> **DATA FOR ANALYSIS**:
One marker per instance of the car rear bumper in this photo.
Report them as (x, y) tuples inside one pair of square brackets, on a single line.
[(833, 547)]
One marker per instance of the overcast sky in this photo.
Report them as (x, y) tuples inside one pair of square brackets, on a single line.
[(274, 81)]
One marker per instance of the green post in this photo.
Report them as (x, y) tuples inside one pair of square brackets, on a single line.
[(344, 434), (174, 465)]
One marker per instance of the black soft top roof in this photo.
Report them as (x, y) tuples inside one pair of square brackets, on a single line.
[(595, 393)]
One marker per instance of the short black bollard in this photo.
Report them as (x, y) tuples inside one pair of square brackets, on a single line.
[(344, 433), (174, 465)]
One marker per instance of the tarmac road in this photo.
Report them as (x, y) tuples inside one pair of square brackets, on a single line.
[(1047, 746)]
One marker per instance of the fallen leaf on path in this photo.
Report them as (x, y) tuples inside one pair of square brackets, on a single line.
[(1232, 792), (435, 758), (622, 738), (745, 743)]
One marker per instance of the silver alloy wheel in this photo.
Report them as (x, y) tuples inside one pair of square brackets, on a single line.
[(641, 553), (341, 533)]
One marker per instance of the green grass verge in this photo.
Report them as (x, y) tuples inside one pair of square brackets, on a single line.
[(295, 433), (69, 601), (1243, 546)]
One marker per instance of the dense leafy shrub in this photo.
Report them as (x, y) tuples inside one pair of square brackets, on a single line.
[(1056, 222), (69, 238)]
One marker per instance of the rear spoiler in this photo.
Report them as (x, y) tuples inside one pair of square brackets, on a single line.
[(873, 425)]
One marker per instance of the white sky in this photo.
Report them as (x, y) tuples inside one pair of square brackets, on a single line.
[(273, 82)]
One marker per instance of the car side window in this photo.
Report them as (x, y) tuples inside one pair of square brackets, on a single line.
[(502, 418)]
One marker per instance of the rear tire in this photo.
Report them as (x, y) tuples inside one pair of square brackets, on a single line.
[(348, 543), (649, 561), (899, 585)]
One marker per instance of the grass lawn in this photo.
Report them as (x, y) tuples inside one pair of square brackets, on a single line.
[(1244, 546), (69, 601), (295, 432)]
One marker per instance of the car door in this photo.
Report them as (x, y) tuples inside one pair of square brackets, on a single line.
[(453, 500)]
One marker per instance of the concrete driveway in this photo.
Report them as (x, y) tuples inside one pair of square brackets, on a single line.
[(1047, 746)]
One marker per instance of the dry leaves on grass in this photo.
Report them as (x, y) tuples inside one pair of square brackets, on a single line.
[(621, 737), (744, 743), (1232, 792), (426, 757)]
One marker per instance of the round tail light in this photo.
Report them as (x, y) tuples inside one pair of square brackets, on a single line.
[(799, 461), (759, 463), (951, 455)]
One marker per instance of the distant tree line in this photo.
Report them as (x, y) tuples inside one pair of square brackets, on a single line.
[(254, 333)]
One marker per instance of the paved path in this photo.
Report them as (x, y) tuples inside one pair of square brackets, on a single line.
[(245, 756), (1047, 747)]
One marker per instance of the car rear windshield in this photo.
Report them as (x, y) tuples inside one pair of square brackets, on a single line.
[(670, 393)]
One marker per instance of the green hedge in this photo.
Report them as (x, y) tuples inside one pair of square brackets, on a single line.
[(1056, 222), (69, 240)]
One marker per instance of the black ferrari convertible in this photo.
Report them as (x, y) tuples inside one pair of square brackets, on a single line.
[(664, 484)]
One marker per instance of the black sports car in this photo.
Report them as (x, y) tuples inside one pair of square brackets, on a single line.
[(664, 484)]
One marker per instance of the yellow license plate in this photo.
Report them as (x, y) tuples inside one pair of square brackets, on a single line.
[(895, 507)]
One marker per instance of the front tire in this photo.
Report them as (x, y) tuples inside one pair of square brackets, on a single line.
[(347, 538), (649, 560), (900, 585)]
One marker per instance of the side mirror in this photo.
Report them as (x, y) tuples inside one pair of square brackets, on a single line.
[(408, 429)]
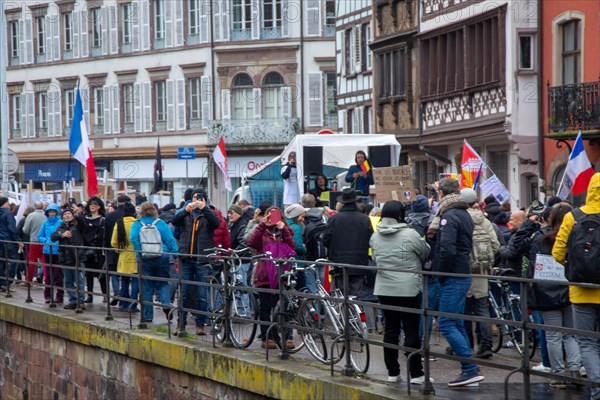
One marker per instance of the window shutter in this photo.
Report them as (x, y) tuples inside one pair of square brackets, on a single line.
[(206, 98), (181, 105), (285, 19), (76, 28), (116, 121), (315, 99), (286, 102), (168, 10), (147, 98), (313, 18), (226, 104), (170, 105), (145, 17), (104, 29), (113, 18), (178, 32), (216, 20), (56, 49), (257, 98), (256, 25), (135, 26), (49, 36), (83, 33), (28, 41), (137, 108), (106, 96)]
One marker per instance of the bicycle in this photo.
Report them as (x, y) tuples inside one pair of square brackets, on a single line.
[(325, 318), (508, 310), (232, 303)]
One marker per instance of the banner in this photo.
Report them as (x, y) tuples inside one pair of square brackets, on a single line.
[(493, 186)]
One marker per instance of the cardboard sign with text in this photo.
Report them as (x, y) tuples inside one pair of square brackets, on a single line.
[(394, 179)]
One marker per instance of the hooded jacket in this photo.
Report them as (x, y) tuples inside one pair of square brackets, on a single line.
[(48, 228), (397, 247), (579, 295)]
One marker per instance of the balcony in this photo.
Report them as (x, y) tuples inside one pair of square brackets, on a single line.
[(574, 107), (254, 131)]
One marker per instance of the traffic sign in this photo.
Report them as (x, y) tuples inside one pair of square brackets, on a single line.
[(186, 153)]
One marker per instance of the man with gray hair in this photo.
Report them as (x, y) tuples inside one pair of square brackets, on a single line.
[(454, 241), (33, 224)]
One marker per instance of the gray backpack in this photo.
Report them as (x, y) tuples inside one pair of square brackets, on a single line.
[(150, 240)]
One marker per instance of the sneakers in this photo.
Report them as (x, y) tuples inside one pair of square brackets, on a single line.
[(420, 380), (466, 379), (541, 368)]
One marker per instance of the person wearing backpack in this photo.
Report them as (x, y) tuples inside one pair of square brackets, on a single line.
[(485, 246), (586, 301), (152, 239)]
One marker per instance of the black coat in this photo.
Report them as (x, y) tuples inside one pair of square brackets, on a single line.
[(347, 238), (454, 241), (196, 230)]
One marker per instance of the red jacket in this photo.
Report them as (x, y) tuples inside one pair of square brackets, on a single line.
[(262, 236)]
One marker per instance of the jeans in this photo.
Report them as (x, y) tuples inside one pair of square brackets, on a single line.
[(135, 289), (555, 340), (192, 270), (155, 267), (453, 292), (409, 323), (73, 278)]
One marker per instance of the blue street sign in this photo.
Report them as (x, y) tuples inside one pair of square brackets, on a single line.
[(186, 153)]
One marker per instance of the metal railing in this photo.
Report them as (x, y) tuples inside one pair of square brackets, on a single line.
[(11, 261)]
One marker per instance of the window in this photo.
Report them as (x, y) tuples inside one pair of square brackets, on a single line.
[(40, 25), (14, 38), (16, 112), (42, 110), (271, 95), (126, 22), (526, 52), (129, 103), (571, 52), (160, 91), (243, 105), (159, 19), (391, 74), (195, 99), (194, 17), (98, 106), (68, 31), (96, 22)]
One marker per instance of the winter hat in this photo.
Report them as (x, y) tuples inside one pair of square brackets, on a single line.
[(236, 209), (469, 195), (421, 204), (295, 210)]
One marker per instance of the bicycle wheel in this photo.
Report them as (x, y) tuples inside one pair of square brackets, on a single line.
[(309, 316), (359, 351), (293, 346), (244, 309)]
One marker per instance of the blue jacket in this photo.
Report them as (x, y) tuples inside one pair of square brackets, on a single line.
[(360, 183), (48, 228), (8, 225), (169, 242)]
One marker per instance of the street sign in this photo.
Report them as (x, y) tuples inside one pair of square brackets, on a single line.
[(186, 153)]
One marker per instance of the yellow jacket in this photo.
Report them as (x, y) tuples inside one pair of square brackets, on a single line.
[(127, 262), (579, 295)]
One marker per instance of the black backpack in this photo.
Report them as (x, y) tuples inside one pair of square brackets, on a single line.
[(313, 234), (583, 249)]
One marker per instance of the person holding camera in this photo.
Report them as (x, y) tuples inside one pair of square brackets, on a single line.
[(197, 224)]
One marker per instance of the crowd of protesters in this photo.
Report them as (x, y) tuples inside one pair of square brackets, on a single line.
[(450, 232)]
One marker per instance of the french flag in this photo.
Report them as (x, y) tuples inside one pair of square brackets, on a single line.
[(79, 145), (578, 173)]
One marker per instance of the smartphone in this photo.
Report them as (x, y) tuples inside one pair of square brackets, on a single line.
[(274, 216)]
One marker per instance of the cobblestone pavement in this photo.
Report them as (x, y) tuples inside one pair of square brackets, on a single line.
[(442, 370)]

> **EXERCISE**:
Show all lines from the listing above in which "yellow" appears.

> **EXERCISE RESULT**:
One marker per instance of the yellow license plate in this photo.
One marker per instance of the yellow jacket in this photo.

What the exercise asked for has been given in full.